● Your goal
Search term "polo": copy each line of the data containing it.

● Dataset records
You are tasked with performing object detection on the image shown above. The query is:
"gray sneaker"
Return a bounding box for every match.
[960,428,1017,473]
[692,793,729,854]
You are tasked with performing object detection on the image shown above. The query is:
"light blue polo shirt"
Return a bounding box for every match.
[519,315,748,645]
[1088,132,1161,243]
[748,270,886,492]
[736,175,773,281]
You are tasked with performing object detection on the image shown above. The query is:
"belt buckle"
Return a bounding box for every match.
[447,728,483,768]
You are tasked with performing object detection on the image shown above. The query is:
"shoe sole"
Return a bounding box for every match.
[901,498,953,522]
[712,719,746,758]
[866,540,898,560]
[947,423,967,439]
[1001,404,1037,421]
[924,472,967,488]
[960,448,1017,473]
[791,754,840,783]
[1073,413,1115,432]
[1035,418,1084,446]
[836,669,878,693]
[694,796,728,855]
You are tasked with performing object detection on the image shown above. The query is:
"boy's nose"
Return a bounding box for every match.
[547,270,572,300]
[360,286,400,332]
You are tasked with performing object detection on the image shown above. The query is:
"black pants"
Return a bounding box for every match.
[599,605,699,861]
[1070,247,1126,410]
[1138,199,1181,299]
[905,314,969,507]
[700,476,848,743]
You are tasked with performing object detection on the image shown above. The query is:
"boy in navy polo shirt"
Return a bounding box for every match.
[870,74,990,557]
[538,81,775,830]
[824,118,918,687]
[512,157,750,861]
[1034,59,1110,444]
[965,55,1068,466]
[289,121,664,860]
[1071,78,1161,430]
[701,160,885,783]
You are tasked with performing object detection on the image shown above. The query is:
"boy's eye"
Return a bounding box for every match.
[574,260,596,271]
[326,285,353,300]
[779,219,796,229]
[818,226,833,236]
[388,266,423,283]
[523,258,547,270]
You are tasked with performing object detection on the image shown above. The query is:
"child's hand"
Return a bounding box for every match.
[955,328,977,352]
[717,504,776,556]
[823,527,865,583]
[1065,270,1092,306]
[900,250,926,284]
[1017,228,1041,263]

● Solution to this problem
"light blue polo shirt"
"boy in navy polo shirt"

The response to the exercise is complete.